### Texte à lire
-----

La notion de sincérité nous place d'emblée dans un registre éthique. Or, les commentateurs du maître se sont longtemps étonnés de l'absence de théologie morale dans son œuvre. En fait, Eckhart développe une théologie morale à partir de la naissance de Dieu dans l'âme.
Eckhart s'intéresse à la génération du Verbe dans la Trinité, et à notre adoption filiale par l'intermédiaire du Verbe, à notre génération comme fils par et dans le Fils et l'Esprit Saint.
Or le maître va surtout se pencher sur la question du lieu de la naissance, à cette image de Dieu à laquelle nous sommes créés. Et cette image est par essence incréée, au sens où elle est éternelle et où elle échappe à tout mode créé. Cela désignerait un maximum de pureté et d'être.
Et ici, le Maître s'inspire ici d'Origène. Ainsi, au début de l'homélie 26, sur Josué, ce dernier affirme : "Notre Seigneur Jésus Christ nous demande un emplacement pour y construire et y habiter; et nous devons si bien nous transformer - dans la pureté du coeur, la sincérité de l'âme, la sainteté du corps et de l'esprit - que le Seigneur daigne recevoir une place dans notre âme, y bâtir sans demeure et y habiter". Eckhart se réfère au Grund ohne Grund - fond sans fond qui n'est autre que l'image de Dieu en chacun - pour évoquer le lieu de cette naissance éternelle.

-----

### Données fournies
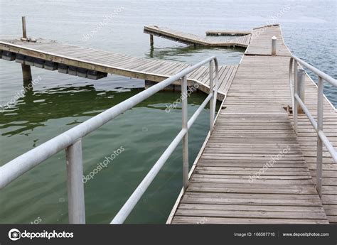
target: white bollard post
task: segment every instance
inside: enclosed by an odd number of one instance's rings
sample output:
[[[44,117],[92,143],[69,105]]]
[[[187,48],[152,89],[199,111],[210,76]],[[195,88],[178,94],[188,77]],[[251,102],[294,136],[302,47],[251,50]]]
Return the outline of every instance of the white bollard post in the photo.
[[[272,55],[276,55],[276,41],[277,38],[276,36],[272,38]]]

-----

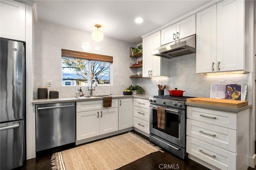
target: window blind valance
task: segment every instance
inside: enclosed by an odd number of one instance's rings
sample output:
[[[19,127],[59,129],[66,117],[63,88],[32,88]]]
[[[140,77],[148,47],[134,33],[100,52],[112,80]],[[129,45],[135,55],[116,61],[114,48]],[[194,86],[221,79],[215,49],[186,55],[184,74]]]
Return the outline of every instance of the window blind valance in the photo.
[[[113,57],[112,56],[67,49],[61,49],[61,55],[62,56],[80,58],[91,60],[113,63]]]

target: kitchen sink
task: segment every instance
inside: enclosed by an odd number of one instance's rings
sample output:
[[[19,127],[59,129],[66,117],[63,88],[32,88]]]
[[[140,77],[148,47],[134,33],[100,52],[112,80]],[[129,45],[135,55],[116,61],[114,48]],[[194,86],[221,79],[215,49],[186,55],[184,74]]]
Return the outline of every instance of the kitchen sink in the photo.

-----

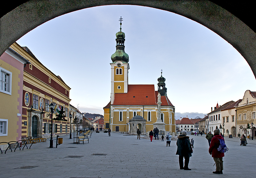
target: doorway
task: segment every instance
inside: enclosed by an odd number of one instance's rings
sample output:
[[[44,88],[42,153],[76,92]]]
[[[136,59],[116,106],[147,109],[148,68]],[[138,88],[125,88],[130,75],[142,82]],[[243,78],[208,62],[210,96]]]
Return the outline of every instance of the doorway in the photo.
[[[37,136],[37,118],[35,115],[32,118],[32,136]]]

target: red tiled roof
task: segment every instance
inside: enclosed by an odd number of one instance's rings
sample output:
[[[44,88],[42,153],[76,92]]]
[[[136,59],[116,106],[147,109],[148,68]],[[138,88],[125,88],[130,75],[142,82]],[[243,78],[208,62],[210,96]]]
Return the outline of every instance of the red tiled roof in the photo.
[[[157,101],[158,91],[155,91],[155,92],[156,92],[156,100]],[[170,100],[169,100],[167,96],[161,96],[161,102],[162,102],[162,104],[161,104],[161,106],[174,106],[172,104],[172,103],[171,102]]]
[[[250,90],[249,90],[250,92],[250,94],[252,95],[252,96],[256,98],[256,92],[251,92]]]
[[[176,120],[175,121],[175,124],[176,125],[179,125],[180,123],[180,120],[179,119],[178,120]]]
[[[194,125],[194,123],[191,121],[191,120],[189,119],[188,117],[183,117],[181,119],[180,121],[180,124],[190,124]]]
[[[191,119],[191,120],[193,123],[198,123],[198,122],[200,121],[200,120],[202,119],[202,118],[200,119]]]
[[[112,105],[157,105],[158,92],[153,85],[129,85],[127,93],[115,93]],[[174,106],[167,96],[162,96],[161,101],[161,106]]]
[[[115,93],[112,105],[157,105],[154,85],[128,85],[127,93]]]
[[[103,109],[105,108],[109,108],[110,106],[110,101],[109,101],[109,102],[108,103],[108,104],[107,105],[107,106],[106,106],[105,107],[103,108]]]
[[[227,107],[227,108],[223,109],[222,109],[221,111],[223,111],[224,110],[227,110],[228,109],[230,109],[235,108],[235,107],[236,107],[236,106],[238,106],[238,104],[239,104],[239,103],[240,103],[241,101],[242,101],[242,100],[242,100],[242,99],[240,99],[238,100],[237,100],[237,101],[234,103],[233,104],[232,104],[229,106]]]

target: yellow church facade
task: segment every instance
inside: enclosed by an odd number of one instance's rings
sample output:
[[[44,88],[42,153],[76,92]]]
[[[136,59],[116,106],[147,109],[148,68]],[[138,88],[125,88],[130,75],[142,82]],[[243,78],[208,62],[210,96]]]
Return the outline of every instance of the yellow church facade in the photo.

-----

### Travail demandé
[A] Selon le texte sur Eckhart, pour quelle raison l'image de Dieu à laquelle nous sommes créés est-elle qualifiée d'incréée ? Répondez en une à trois phrases.
[B] Transcrivez fidèlement le passage du texte sur Eckhart situé entre « Or le maître » et « cette naissance éternelle. », ces deux bornes comprises.
[C] Reprenez le texte sur Eckhart et poursuivez-le à partir de sa dernière phrase.

### Réponses par consigne
[A] Cette image est qualifiée d'incréée parce qu'elle est éternelle et qu'elle échappe à tout mode créé.

[B]
Or le maître va surtout se pencher sur la question du lieu de la naissance, à cette image de Dieu à laquelle nous sommes créés. Et cette image est par essence incréée, au sens où elle est éternelle et où elle échappe à tout mode créé. Cela désignerait un maximum de pureté et d'être.
Et ici, le Maître s'inspire ici d'Origène. Ainsi, au début de l'homélie 26, sur Josué, ce dernier affirme : "Notre Seigneur Jésus Christ nous demande un emplacement pour y construire et y habiter; et nous devons si bien nous transformer - dans la pureté du coeur, la sincérité de l'âme, la sainteté du corps et de l'esprit - que le Seigneur daigne recevoir une place dans notre âme, y bâtir sans demeure et y habiter". Eckhart se réfère au Grund ohne Grund - fond sans fond qui n'est autre que l'image de Dieu en chacun - pour évoquer le lieu de cette naissance éternelle.

[C]
La théologie d'Eckhart s'enracine dans une lecture géniale de l'Evangile de Jean - seul Evangile à offrir réellement une réflexion sur la Trinité-. Car le Père engendre son Fils de toute éternité pour que je devienne fils ou fille; c'est le motif même de l'Incarnation. Il n'y en a pas d'autre. C'est un Don absolu, au-delà de tout don, pour l'homme, pour sa divinisation.
La sincérité de la Parole de Dieu, de son Verbe, lui est consubstantielle : autrement dit, le Père ne peut que parler sincèrement. Le contraire serait une absurdité. Et il faut ajouter que cette Parole étant éternelle et temporelle, la sincérité ne demeure pas cachée dans le fond de Dieu, mais elle se manifeste par et dans le Fils : qui l'entend entend le Père. Cette voix du Fils rend compte de son union d'amour au Père par le Saint Esprit. Et c'est cette voix qui me permet alors de devenir à mon tour enfant de Dieu.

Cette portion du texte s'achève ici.